*** Opening Text segment ***

The Infatuation
- Formerly: Immaculate Infatuation
- Company type: Subsidiary
- Founded: 2009; 17 years ago
- Founders: Andrew Steinthal; Chris Stang;
- Headquarters: New York City, New York
- Areas served: 12 American cities
- Parent: JPMorgan Chase
- Subsidiaries: Zagat
- Website: theinfatuation.com

= The Infatuation =

Restaurant recommendation website

The Infatuation (formerly known as Immaculate Infatuation) is an American New York–based restaurant recommendation website and messaging service, created by former music industry executives Chris Stang and Andrew Steinthal in 2009. They are most known for publishing restaurant reviews and guides, and as creators of the hashtag #EEEEEATS.

The Infatuation has developed an Android and iPhone app, and operates an SMS-based restaurant recommendation service called Text Rex. In 2017, it launched its food and music festival brand EEEEEATSCON.

On March 6, 2018, The Infatuation acquired the Zagat rating company from Google for an undisclosed amount.

On September 9, 2021, The Infatuation was acquired by financial services powerhouse JPMorgan Chase & Co.

== History ==
Immaculate Infatuation was established in 2009 by Stang and Steinthal with the aim of providing honest restaurant reviews without accepting invitations from restaurants or announcing their presence to a wait staff. They later shortened the company name to The Infatuation.

=== Funding ===
On September 27, 2018, The Infatuation raised $30 million from a third round of venture funding from WndrCo, a media holding company co-founded by American film producer and media proprietor Jeffrey Katzenberg.

=== Zagat acquisition ===

On March 5, 2018, The Infatuation acquired rating company Zagat's brand and assets from Google. They did not disclose the amount. They will reportedly operate as two distinct brands, with The Infatuation retaining its editorial-first focus and Zagat expanding user surveys and developing a new tech-driven platform.

== #EEEEEATS ==
In 2012, The Infatuation started to use #EEEEEATS as a way to tag their food photos on Instagram. The 5 Es are explained as a way to make "[what we do] feel fun" and "[to not] take things too seriously." The hashtag was quickly adopted by the food community and has grown to over 10 million tags. The company also operates 22 different Instagram handles, including its main account @infatuation, one for each of its operating cities, and food-specific accounts like @pizza, @avocadotoast, and @burger.

*** Closing Text segment ***
*** Opening Supplied material ***

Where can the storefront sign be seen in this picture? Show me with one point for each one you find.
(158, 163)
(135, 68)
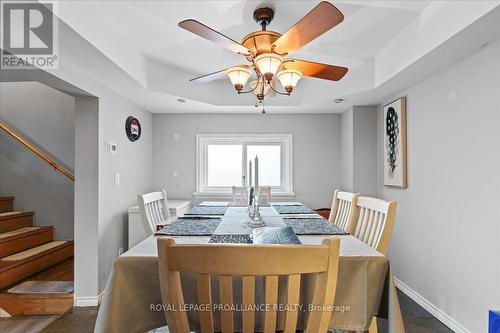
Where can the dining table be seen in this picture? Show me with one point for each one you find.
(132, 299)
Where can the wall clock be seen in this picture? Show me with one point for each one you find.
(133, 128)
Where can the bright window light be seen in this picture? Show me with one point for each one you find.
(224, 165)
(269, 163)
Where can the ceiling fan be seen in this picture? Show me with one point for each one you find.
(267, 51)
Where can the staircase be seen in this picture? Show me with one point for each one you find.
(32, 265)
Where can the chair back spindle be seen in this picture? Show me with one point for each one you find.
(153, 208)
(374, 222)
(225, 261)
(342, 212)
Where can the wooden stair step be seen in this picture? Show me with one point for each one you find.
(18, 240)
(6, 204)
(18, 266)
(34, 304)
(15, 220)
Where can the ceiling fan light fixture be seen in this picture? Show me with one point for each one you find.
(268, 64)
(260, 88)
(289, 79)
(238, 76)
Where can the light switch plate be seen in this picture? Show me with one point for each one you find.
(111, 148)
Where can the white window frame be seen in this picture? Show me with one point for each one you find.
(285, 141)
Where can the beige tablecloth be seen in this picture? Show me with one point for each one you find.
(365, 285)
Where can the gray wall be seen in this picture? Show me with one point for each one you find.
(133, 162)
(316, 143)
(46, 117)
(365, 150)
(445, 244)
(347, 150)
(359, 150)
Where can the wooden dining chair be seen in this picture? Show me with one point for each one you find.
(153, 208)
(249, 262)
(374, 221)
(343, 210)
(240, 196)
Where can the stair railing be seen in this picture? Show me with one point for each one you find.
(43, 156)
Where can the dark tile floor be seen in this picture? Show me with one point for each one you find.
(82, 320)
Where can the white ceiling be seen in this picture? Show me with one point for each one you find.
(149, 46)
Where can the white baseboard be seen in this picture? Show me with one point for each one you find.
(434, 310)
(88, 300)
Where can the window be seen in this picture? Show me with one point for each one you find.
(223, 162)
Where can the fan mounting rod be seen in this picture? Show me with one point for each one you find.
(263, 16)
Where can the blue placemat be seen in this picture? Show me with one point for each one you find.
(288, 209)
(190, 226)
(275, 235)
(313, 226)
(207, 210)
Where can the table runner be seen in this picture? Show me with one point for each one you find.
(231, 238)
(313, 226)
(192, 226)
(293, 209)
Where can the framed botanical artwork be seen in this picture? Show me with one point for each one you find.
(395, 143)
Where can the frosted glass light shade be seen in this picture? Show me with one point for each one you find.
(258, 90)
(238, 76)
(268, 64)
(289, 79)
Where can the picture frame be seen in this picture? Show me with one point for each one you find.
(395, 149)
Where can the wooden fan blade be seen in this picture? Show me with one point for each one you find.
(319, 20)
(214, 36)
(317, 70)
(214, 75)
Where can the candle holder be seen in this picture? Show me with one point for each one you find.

*** Closing Supplied material ***

▸ The task:
In the text about The Infatuation, what is the name of the company's SMS-based restaurant recommendation service?

▸ Response to this exercise:
Text Rex